Mais Lui dormait

J.P Fuzier

Matthieu 8:23-27; Marc 4:35-41; Luc 8:22-25

Les Évangiles nous racontent quelques-unes seulement des choses que Jésus a faites (Jean 21:25); mais celles qu'ils relatent nous permettent de partager quelque peu l'émerveillement et la joie profonde des disciples au souvenir de ce que notre Seigneur était, de ce qu'il avait fait et enseigné pendant tout le temps où il «entrait et sortait» au milieu d'eux (Actes des Apôtres 1:21).

Le témoignage des évangélistes (et celui des apôtres) dirige ainsi les regards de nos cœurs vers le Seigneur Jésus, «oint de l'Esprit Saint et de puissance… qui a passé de lieu en lieu, faisant du bien… car Dieu était avec lui» (Actes des Apôtres 10:38).

Les trois premiers évangiles nous rapportent cette traversée du lac de Génésareth, où le Seigneur Jésus s'était endormi dans la nacelle, comme ils voguaient.

Cette scène est bien propre à nous faire saisir quelque chose du grand mystère de la piété: Dieu manifesté en chair (1 Timothée 3:16). Nous y voyons le parfait serviteur de Dieu, qui est en même temps son Fils bien-aimé en qui il trouve son plaisir. Il est ici à la fin d'une journée pendant laquelle il a annoncé la parole, prêché le royaume de Dieu, enseigné les foules et donné des enseignements particuliers à ses disciples. Fatigué, il va maintenant s'endormir sous leurs yeux.

Travail à faire =>
(a) Répondez aux questions suivantes sur l'extrait :
(i) Quel passage de l'Évangile de Jean est cité à propos des choses que Jésus a faites ?
(ii) Sur quel lac se déroule la traversée rapportée par les trois premiers évangiles ?
(iii) Où le Seigneur Jésus s'était-il endormi pendant cette traversée ?
(b) Recopiez le passage de l'extrait qui commence par « Mais Lui dormait » et se poursuit jusqu'à « des Apôtres 1:21). ».

Extraits d'un jeu de données annoté par boîtes =>

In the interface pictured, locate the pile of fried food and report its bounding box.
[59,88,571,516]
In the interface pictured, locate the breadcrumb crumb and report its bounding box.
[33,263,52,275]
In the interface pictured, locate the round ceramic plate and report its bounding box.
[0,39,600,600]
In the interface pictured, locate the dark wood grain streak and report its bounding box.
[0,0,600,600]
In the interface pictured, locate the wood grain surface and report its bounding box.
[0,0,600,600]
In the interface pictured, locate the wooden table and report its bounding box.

Réponses dans l'ordre =>
(a)
(i) Jean 21:25
(ii) Le lac de Génésareth
(iii) Dans la nacelle

(b)
Mais Lui dormait

J.P Fuzier

Matthieu 8:23-27; Marc 4:35-41; Luc 8:22-25

Les Évangiles nous racontent quelques-unes seulement des choses que Jésus a faites (Jean 21:25); mais celles qu'ils relatent nous permettent de partager quelque peu l'émerveillement et la joie profonde des disciples au souvenir de ce que notre Seigneur était, de ce qu'il avait fait et enseigné pendant tout le temps où il «entrait et sortait» au milieu d'eux (Actes des Apôtres 1:21).